## start MATERIAL FOR THE TASK

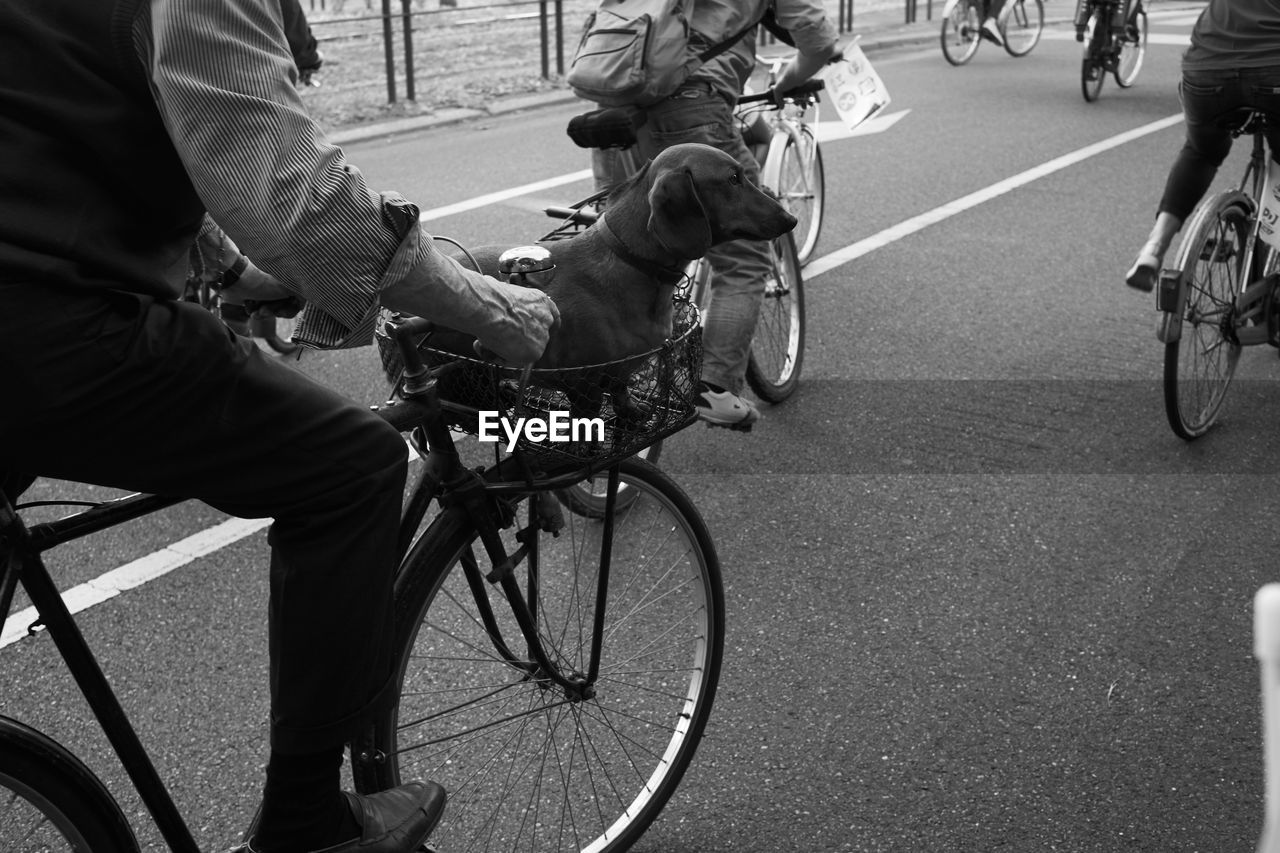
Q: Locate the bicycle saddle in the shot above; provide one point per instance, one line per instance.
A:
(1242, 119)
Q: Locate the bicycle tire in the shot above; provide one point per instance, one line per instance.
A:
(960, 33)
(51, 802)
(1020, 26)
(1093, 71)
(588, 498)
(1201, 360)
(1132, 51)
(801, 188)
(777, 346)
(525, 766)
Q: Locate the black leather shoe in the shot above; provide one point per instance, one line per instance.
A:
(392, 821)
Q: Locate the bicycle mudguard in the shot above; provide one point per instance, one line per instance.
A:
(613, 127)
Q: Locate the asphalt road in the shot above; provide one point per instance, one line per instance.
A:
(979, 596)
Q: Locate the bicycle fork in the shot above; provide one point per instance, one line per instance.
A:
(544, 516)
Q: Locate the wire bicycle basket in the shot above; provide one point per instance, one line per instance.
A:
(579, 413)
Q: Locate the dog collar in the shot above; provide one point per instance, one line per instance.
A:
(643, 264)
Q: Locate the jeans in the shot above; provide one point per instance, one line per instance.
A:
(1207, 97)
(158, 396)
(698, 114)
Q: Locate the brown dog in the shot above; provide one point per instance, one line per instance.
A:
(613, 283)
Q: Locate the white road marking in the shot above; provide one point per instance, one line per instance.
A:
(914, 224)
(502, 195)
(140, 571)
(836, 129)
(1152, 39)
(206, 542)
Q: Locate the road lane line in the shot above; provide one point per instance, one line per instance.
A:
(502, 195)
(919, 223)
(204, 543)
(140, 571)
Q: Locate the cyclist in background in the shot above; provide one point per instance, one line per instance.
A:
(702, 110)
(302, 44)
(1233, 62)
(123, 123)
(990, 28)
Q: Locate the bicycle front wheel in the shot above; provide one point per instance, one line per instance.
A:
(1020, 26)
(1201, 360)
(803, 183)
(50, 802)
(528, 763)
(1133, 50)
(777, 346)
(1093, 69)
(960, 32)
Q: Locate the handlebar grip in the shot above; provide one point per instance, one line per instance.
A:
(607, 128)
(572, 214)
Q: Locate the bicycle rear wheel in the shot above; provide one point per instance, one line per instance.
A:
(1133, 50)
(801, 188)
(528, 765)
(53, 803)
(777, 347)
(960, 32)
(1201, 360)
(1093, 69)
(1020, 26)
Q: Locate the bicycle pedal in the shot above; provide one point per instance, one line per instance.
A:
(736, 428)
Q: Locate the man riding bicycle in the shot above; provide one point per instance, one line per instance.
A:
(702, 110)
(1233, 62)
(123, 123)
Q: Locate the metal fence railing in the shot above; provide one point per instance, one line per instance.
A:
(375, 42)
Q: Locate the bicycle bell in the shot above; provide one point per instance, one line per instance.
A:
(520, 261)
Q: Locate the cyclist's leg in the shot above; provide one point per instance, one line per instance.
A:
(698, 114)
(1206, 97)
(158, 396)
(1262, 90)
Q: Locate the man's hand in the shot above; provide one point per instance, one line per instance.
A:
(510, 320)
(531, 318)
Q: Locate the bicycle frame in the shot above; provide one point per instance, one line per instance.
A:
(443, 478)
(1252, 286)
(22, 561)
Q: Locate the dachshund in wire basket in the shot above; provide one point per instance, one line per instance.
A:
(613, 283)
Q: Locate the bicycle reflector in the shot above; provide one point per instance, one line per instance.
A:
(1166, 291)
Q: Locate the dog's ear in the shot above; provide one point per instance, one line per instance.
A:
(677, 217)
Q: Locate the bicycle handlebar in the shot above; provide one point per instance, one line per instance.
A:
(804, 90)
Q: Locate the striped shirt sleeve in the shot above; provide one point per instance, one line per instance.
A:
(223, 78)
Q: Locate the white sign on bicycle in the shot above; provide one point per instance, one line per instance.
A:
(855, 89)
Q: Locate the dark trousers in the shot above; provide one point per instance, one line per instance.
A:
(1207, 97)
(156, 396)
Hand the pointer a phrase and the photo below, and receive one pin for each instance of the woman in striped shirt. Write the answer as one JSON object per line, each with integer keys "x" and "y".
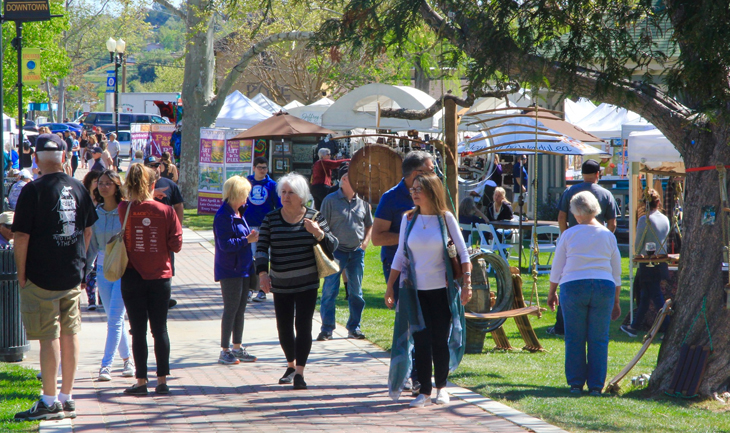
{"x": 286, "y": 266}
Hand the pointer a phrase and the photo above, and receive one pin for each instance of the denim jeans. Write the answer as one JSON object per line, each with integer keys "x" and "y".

## end MATERIAL FOR THE TASK

* [GIVEN INSTRUCTION]: What you return should match the records above word for word, minus the pictures.

* [CORRECT OUTPUT]:
Q: Locate the bicycle saddle in the shot above; provide one point per instance, one line per instance.
A:
(1242, 119)
Q: Locate the bicycle tire in the shot above; provide one point per instance, one line per instance.
A:
(960, 33)
(51, 802)
(1020, 26)
(1093, 71)
(588, 498)
(1201, 360)
(1132, 51)
(801, 188)
(777, 346)
(525, 766)
Q: Locate the black leather shoe in the shot above; provide one point per instance, one line per instance.
A:
(392, 821)
Q: Locate the bicycle mudguard in the shot above; provide one point per instance, one line per instance.
A:
(613, 127)
Q: Locate the asphalt road in the shot above; provide one point per instance, one line per instance.
A:
(979, 596)
Q: Locate the bicycle fork in the shot above; provide one point per instance, one line per instance.
A:
(544, 516)
Q: Locate the wire bicycle basket in the shot above; provide one point per instance, one line per instance.
A:
(579, 413)
Q: Locate the dog collar in the shot above; provide one point per instance, one line per instance.
A:
(643, 264)
Q: Locate the jeans in the shot above; provide one point per instance, one line per instance.
A:
(1207, 97)
(158, 396)
(698, 114)
Q: Locate the brown dog in the shot above; provide one point per instance, one line per instance.
A:
(613, 283)
Q: Locate the white road marking in the shot above; provide one point per instance, one line per instance.
A:
(914, 224)
(502, 195)
(140, 571)
(836, 129)
(1152, 39)
(206, 542)
Q: Locate the road lane line in the shot above; provide one point per instance, one line per instance.
A:
(502, 195)
(919, 223)
(204, 543)
(140, 571)
Q: Locate the cyclist in background in the shot above; provide one point per instance, one line per instance.
A:
(702, 110)
(302, 44)
(1233, 62)
(123, 123)
(990, 28)
Q: Locate the bicycle front wheel in the shot above; provide one point per instance, one line per instance.
A:
(1020, 26)
(1201, 360)
(803, 183)
(50, 802)
(528, 763)
(1133, 50)
(777, 346)
(1093, 69)
(960, 32)
Q: Locate the handlebar grip in the shot above; provide one point per instance, one line per instance.
A:
(607, 128)
(572, 214)
Q: Locate the bicycle rear wheel in the shot above; provide one point per instance, one line per instance.
A:
(1133, 50)
(801, 188)
(528, 765)
(53, 803)
(777, 347)
(960, 32)
(1201, 360)
(1093, 69)
(1020, 26)
Q: Locate the bicycle pedal in the shot above; provide one point per instance, one line per instance.
A:
(736, 428)
Q: Locate the man riding bicycle in the shot above; provide one point per instance, one line per instance.
A:
(702, 110)
(1233, 62)
(123, 123)
Q: Locate the metal fence railing in the shot above; provide one point per instance, one line per instance.
A:
(375, 42)
Q: Locate the bicycle bell in the shot above; provide one point per instance, one line per instance.
A:
(520, 261)
Q: Locate the cyclist's leg in the shot above; provide one point per instance, one line per instance.
A:
(698, 114)
(1206, 97)
(158, 396)
(1262, 90)
Q: Locate the man's hand in the shot above; provide one point per instance, one line per instance.
A:
(510, 320)
(531, 318)
Q: Locate the bicycle frame in the shot above; provide one point per instance, one line per instance.
A:
(443, 478)
(1252, 286)
(22, 561)
Q: Locate the dachshund in wire basket in the shot above; provide one point per instance, one line per instance.
A:
(613, 283)
Q: Locate the bicycle reflector in the shot above; provide one point per instance, one line per instance.
A:
(1166, 291)
Q: Locate the dog's ear in the shot above; provide one point per instance, one line per instance.
A:
(677, 217)
Q: Locate the bicycle handlebar in the shot above; provide one point per instance, one line per instance.
A:
(804, 90)
Q: Locate the striped shirt sleeve in the shot above; provide one point per instance, one line per instance.
A:
(223, 78)
Q: Locate the white sign on bicycle in the shot above; provide one point per instance, one line per instance.
A:
(855, 89)
Q: Locate the dark trousers in the shot above; provide one point per instance, one line per instance.
A:
(1207, 97)
(156, 396)
Hand the pointer a phrase and the photo below, and receive one pin for each instance of the woman in striped shirt. Write the answer as one JSON object per line, each with integer keys "x" and "y".
{"x": 286, "y": 266}
Hand the pointer a phrase and the photo above, and receive one pin for each instance of the denim jeans. Write the answer as one JSON object per line, each with integer keys "x" and "y".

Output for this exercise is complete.